Work item
After finding the line that contains "For every instance of the circular" in the entries below, retype it and every following line precisely, the last included.

### Given data ###

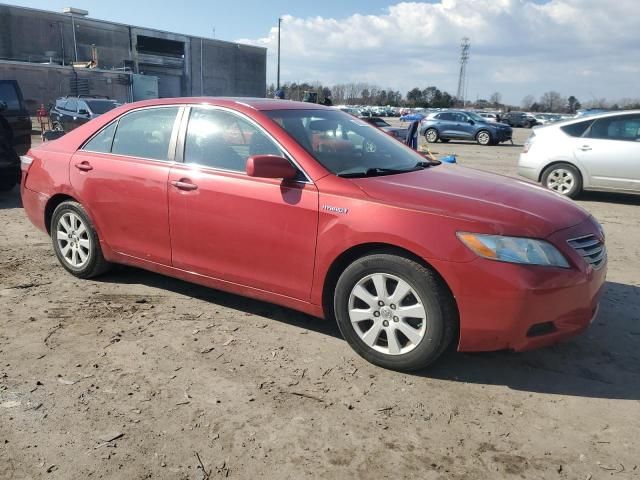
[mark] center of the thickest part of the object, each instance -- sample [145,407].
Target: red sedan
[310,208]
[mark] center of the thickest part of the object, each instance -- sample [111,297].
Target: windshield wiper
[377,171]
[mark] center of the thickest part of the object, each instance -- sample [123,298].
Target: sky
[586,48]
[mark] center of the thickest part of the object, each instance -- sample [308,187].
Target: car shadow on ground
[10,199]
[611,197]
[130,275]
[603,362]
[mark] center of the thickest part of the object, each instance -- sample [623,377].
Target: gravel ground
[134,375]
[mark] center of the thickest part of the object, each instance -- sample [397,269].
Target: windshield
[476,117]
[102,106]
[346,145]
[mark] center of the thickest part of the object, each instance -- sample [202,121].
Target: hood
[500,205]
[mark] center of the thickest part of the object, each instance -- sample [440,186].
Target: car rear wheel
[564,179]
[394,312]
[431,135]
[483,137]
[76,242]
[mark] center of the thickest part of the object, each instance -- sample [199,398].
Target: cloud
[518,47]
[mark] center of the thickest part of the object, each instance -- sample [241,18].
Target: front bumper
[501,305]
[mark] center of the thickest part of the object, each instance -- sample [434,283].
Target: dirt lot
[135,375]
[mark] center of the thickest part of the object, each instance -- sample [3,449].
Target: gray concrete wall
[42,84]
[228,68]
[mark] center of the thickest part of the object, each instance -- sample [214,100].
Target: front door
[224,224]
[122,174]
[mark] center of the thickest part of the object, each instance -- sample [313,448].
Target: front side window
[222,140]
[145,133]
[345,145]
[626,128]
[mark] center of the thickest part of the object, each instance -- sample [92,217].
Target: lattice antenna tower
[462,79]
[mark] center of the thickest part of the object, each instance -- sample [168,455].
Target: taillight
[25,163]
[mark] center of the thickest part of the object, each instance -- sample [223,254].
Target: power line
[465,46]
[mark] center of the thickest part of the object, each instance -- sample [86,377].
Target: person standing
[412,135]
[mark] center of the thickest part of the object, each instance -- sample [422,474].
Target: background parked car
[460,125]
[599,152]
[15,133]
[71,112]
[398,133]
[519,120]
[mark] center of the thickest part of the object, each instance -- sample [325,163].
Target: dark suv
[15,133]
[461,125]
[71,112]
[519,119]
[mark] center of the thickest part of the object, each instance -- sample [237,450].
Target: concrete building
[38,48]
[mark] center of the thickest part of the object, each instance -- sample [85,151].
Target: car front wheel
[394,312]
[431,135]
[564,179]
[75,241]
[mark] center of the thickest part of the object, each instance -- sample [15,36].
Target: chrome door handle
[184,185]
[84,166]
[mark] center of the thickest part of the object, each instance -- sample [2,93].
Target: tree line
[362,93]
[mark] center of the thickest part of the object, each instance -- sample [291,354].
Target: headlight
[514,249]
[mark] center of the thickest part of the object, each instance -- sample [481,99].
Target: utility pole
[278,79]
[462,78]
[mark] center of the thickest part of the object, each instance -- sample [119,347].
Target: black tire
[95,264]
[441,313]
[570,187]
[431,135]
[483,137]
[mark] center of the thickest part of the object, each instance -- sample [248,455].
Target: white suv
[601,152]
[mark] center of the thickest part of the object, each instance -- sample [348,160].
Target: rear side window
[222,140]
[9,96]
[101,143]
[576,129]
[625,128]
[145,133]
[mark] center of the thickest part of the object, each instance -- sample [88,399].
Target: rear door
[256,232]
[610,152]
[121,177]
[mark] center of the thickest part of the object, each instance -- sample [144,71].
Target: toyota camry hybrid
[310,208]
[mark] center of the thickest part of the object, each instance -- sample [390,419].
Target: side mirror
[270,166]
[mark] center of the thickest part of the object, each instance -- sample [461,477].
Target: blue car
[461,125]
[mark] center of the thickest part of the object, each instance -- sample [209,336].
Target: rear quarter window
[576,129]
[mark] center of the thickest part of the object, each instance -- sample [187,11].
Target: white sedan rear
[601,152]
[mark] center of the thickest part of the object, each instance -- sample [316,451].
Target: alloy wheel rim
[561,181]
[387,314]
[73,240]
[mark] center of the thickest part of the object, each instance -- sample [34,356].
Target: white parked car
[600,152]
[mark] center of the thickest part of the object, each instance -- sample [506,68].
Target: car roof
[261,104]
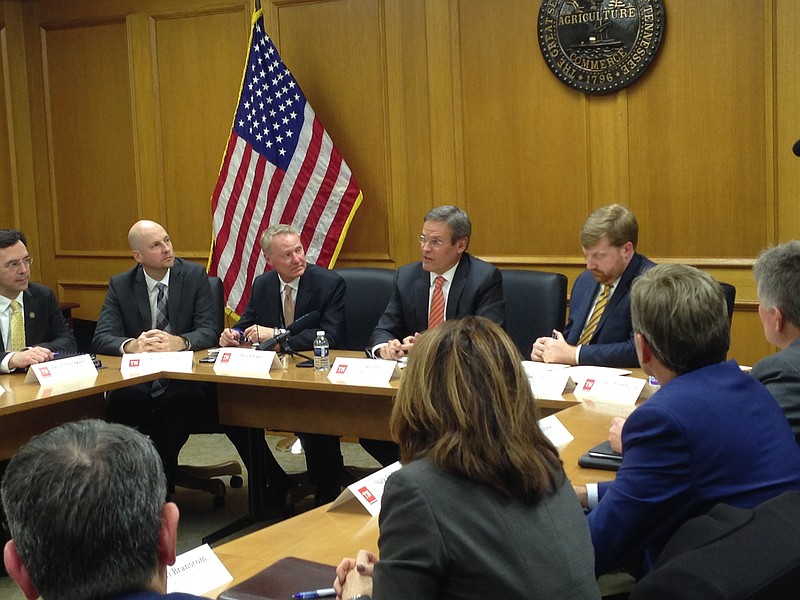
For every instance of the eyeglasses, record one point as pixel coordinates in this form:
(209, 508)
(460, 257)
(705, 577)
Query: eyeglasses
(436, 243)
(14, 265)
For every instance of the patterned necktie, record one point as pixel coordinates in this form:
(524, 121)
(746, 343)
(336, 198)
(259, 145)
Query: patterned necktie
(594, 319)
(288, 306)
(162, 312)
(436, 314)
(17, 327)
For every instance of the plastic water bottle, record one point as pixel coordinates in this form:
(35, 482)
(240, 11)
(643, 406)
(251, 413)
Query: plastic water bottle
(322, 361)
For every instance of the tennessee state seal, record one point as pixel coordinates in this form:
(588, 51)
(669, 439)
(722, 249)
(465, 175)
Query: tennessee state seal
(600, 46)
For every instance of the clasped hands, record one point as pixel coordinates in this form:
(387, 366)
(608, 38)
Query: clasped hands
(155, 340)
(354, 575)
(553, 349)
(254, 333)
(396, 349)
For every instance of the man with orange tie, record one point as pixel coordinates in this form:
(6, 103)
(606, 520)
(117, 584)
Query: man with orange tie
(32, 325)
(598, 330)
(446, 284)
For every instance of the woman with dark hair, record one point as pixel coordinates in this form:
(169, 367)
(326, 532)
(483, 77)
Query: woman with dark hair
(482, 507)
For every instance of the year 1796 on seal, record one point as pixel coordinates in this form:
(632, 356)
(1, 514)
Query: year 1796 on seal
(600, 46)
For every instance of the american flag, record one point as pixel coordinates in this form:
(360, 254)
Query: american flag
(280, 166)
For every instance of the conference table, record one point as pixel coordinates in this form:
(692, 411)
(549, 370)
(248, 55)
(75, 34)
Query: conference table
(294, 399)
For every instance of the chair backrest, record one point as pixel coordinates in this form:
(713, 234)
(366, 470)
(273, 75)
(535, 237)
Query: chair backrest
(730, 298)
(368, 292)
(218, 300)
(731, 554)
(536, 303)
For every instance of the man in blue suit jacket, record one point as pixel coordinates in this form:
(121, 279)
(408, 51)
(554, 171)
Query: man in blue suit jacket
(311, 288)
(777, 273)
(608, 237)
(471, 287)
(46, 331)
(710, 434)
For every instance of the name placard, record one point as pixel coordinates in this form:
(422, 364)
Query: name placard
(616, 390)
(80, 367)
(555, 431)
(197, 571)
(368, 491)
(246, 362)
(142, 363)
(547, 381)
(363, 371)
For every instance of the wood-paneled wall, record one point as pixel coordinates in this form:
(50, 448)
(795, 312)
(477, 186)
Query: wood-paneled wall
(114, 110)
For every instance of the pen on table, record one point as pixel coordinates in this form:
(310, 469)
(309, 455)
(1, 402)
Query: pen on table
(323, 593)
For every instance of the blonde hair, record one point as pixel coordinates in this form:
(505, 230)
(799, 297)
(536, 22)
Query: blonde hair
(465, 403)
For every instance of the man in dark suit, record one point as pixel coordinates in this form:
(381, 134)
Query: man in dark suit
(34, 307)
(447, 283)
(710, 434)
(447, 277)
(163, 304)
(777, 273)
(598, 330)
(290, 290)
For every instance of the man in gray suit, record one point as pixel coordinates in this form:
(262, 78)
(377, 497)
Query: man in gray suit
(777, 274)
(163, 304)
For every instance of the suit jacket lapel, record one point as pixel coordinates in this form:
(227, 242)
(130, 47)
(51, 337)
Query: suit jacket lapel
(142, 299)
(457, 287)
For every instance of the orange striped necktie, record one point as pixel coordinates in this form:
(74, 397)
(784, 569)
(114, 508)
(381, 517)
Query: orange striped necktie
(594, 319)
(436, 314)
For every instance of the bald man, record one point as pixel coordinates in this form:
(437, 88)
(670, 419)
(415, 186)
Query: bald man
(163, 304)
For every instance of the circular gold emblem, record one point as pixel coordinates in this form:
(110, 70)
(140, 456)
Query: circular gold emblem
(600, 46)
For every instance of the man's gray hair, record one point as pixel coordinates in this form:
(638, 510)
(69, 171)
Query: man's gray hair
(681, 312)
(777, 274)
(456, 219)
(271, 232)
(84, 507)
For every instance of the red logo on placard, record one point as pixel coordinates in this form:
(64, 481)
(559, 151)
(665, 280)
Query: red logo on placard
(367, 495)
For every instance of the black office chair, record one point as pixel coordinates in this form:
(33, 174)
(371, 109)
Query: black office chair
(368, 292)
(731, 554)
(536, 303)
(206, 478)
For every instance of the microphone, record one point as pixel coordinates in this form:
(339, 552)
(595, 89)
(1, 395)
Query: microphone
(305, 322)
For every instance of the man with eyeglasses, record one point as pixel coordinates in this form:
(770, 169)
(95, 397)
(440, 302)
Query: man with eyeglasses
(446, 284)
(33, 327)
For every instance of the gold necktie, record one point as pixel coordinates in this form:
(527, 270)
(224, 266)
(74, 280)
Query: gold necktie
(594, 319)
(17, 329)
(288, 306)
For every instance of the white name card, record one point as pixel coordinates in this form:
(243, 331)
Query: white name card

###

Answer to the problem
For every instance of the circular gold emblem, record one point as pixel coordinates in this form:
(110, 70)
(140, 456)
Query: circular gold emblem
(600, 46)
For every instance of the man's gray hair, record one point as pixel coordinates in this form:
(638, 510)
(69, 171)
Query: man's gray hair
(681, 312)
(777, 274)
(456, 219)
(271, 232)
(84, 507)
For every instance of the red logo on placard, record one point as pixel coordinates in this form:
(64, 481)
(559, 151)
(665, 280)
Query: red logo on placard
(367, 495)
For every instance of the black office chair, record one point as pixel coordinates in this form:
(33, 174)
(371, 109)
Query: black office chair
(368, 292)
(731, 554)
(536, 303)
(206, 478)
For every instance of the microphone, record one point as pixel coordinates in this form:
(339, 552)
(595, 89)
(1, 395)
Query: microphone
(305, 322)
For every instance of the man with eyeglasses, record one point as pixel coordinates in this form:
(770, 169)
(95, 397)
(440, 302)
Query: man with eyeglasses
(446, 284)
(33, 327)
For every instance of the gold necktie, record one point as pixel coordinates in this form:
(527, 270)
(224, 266)
(74, 280)
Query: gold necktie
(594, 319)
(17, 329)
(288, 306)
For every instance of the white name card, record one point as pixel coordinates in this form:
(243, 331)
Query: white name card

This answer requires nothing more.